Records shown –
* Start *

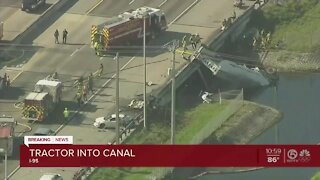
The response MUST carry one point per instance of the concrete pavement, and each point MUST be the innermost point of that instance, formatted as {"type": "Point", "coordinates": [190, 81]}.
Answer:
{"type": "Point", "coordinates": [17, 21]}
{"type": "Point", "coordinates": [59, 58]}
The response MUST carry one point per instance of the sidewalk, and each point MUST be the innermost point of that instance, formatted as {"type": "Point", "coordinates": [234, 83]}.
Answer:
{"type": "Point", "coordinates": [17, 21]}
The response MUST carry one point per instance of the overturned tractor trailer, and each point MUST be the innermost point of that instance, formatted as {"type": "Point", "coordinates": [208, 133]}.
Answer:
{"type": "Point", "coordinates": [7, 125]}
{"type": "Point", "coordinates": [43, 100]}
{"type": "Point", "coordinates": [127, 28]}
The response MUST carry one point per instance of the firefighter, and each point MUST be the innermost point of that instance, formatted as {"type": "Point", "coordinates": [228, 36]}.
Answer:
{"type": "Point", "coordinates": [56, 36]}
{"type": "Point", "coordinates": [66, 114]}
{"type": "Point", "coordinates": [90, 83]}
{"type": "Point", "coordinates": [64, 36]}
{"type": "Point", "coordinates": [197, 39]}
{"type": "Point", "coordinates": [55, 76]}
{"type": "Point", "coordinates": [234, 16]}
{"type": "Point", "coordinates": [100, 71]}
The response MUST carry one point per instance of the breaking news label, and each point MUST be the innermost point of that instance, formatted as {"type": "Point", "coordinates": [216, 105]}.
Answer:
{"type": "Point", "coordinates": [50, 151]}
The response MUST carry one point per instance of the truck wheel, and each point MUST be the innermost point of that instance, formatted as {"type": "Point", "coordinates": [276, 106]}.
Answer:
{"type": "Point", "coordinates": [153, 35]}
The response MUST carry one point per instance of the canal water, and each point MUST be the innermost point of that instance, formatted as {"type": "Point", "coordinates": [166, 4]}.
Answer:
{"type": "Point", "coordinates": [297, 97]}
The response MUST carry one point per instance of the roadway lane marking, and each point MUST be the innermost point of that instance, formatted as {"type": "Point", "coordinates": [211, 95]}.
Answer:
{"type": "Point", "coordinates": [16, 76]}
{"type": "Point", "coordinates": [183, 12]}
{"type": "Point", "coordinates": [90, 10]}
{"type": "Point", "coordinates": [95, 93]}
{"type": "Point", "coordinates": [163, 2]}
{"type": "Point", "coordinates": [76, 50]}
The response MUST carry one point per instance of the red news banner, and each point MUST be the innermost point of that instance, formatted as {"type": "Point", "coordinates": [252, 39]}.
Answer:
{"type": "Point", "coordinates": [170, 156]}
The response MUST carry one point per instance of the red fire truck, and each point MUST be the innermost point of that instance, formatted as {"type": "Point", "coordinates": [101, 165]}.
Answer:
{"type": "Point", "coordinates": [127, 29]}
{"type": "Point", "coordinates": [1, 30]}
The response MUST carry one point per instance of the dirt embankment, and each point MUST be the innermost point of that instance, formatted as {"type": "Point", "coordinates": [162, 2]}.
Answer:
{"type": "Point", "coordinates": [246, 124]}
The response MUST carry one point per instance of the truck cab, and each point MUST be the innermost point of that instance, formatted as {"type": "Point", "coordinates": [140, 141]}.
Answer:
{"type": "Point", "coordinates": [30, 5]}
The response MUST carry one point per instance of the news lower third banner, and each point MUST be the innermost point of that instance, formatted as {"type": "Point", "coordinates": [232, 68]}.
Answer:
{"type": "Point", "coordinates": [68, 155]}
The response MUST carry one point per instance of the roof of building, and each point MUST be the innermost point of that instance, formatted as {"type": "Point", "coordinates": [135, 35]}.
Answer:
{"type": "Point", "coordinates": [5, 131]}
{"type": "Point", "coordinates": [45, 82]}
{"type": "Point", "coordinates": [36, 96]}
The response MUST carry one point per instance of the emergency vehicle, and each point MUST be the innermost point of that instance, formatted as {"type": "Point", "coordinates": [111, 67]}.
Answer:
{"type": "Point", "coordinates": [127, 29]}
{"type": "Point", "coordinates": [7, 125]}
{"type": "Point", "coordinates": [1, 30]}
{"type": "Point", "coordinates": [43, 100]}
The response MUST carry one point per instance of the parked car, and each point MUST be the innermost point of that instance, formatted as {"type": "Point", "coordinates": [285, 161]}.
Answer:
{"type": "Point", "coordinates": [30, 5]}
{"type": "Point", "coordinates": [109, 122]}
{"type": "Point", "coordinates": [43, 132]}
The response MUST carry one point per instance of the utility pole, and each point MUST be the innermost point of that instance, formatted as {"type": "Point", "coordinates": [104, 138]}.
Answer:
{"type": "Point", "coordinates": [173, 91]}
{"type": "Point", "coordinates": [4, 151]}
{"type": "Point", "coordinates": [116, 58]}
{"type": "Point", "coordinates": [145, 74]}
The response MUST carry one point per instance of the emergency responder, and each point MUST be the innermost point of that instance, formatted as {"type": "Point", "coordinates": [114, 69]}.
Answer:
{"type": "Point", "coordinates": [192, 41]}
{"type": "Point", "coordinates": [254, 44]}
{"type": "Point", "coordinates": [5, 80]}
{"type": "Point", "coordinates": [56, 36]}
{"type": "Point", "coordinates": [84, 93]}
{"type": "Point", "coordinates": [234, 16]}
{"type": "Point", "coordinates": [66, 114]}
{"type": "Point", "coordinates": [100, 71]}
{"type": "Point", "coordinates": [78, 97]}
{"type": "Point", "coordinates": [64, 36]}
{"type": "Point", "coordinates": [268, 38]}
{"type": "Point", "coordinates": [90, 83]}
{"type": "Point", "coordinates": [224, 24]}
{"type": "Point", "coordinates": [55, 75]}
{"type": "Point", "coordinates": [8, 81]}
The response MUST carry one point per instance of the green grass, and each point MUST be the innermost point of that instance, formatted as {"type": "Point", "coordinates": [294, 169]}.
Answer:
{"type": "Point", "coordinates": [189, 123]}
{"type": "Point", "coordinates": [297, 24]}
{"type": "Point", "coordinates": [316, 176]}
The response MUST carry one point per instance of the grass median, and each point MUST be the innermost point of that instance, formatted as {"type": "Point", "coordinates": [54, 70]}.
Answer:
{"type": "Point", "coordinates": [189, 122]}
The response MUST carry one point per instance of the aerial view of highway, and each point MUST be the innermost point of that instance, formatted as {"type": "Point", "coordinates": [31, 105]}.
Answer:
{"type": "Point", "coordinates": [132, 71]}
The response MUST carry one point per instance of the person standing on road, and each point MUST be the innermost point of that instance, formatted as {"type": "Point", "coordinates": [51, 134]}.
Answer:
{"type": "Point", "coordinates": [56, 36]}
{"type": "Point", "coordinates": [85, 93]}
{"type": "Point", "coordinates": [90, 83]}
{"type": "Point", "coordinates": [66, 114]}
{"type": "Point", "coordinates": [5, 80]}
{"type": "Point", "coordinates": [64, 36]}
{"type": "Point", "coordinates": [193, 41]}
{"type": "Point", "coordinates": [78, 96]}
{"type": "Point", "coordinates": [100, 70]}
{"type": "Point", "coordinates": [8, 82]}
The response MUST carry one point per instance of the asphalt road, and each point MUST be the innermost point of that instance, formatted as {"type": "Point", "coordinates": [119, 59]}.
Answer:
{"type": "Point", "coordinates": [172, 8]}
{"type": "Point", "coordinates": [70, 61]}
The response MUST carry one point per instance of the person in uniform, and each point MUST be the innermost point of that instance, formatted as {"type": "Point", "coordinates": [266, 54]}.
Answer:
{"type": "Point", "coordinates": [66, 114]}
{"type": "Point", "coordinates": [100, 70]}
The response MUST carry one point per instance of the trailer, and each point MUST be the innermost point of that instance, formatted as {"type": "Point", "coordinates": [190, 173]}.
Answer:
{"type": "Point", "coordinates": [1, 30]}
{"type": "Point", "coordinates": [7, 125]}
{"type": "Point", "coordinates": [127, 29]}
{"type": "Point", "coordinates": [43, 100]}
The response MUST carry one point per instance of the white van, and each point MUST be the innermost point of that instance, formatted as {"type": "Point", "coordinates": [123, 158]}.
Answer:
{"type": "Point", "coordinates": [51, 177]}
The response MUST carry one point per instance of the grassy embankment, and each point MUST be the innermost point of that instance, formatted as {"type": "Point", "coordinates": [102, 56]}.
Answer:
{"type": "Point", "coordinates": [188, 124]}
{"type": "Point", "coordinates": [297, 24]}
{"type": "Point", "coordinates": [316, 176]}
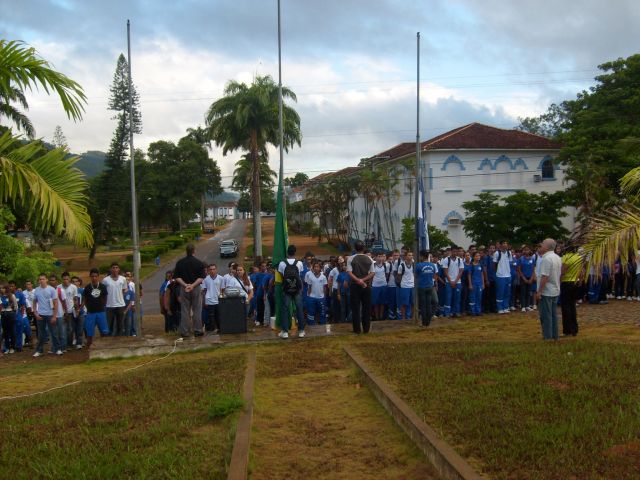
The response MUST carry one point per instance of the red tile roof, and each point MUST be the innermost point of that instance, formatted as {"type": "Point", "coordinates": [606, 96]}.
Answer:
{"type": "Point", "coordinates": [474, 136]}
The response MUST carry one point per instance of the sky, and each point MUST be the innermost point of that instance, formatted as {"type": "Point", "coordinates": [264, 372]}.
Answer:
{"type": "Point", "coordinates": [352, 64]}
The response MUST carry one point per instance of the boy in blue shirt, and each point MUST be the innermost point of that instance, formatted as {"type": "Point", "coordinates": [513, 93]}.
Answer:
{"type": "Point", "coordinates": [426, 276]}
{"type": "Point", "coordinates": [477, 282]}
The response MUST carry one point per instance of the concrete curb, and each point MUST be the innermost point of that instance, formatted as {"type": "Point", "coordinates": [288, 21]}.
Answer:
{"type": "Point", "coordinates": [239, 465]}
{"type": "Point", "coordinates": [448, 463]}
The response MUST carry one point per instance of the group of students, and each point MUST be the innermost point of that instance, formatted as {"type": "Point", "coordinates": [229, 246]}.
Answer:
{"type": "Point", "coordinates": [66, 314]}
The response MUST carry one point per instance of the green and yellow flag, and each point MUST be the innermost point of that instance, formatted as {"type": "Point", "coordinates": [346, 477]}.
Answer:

* End *

Set exercise – Exact repetition is required for the lines from the one that contains "concrete curb, and" through the final line; leave out everything else.

Response to the task –
The response MUST carry one point per instance of the concrete curb, and each point MUST be the innermost point of that instance, formatted as {"type": "Point", "coordinates": [288, 21]}.
Answer:
{"type": "Point", "coordinates": [239, 465]}
{"type": "Point", "coordinates": [448, 463]}
The response MUST carry one point per instance of the group of students, and each point MUST be the innermost point of that instance, formatted as {"type": "Point", "coordinates": [229, 246]}.
Answer:
{"type": "Point", "coordinates": [66, 314]}
The response MUST carry one point per instance of the green and yellow flag, and each point MUST be the innermost point of that instance, formatted as {"type": "Point", "coordinates": [346, 477]}.
Answer:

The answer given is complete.